Paragraph (a) reflects the representation pleaded in paragraph 19(b)(i), but the remaining paragraphs go beyond the defendants’ pleaded case. The addition of the words ‘and so provided the working capital stated in the Prospectus’ in paragraph (b) go beyond the defendants’ pleaded case in paragraph 19(b)(ii), as do the assertions in paragraphs (c) to (h) inclusive.
- In the course of submissions made on behalf of the defendants, I was asked to make certain findings. I have already dealt with some of those requests and I shall not deal with them further, but shall deal with those I have not discussed already.
- It was submitted on behalf of the defendants that a finding should be made that all parties (or at the very least the defendants) assumed that the contracts which existed between them were the oral contracts, and the second plaintiff knew of that assumption. No such finding can be made because it must be accepted that there were no operative limited-recourse oral agreements of the kind alleged by the defendants.
- The defendants seek a specific finding, in reliance on a certificate of formation and composition of a limited partnership signed by the Deputy Registrar of Commercial Acts (exhibit 11, referred to in paragraph 11 of my reasons published on 30 November 2001) that no defendant contributed cash on 30 June 1989. The certificate can be read in this way, but since it must be accepted, in conformity with the reasons of the High Court, that the units were paid for by means of the round-robin, the finding sought cannot be made.

-*-*-

**PROBLEMS:**
[A] Transcribe the judgment excerpt from "- It was submitted" up to and including "by the defendants.".
[B] Pull out every line of the listing that contains the string "faucet", matching case exactly.
The judgment excerpt and the listing come from unrelated sources.

**DATA:**
-*-*-

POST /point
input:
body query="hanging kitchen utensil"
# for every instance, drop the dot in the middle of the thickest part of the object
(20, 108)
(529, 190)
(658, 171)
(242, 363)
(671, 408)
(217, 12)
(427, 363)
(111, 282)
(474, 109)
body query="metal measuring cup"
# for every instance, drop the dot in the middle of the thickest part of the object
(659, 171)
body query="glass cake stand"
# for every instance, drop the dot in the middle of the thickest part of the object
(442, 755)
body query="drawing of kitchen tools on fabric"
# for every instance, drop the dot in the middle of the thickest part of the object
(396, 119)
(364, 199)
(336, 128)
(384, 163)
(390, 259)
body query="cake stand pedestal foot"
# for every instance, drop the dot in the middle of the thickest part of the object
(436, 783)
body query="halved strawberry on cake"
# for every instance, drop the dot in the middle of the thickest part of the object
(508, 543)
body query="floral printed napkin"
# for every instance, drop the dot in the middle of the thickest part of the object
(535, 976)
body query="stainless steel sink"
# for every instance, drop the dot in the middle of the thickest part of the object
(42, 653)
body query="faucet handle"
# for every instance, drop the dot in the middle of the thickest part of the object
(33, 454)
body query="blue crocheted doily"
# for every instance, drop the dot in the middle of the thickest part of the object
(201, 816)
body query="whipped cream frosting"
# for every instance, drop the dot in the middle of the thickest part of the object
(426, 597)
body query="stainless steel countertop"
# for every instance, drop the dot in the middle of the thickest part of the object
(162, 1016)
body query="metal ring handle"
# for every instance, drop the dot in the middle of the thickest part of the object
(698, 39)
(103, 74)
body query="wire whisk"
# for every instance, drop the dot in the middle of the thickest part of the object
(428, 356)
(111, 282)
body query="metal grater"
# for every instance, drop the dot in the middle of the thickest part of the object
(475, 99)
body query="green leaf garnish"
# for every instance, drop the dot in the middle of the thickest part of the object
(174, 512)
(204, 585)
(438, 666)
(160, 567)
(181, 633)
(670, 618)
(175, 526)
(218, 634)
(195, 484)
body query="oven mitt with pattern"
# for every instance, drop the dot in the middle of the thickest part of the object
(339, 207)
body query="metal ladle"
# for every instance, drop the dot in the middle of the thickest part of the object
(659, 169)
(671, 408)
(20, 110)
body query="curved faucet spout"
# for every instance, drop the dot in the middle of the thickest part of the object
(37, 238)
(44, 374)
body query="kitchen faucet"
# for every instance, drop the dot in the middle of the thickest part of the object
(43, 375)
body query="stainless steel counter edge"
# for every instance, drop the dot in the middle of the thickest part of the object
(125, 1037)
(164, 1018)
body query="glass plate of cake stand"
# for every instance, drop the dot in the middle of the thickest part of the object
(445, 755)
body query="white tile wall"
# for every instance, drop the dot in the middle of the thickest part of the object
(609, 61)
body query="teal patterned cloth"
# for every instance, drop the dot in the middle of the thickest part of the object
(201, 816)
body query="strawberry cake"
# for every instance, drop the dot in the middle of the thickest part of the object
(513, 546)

-*-*-

**ANSWERS GIVEN:**
[A]
- It was submitted on behalf of the defendants that a finding should be made that all parties (or at the very least the defendants) assumed that the contracts which existed between them were the oral contracts, and the second plaintiff knew of that assumption. No such finding can be made because it must be accepted that there were no operative limited-recourse oral agreements of the kind alleged by the defendants.

[B]
body query="faucet handle"
body query="curved faucet spout"
body query="kitchen faucet"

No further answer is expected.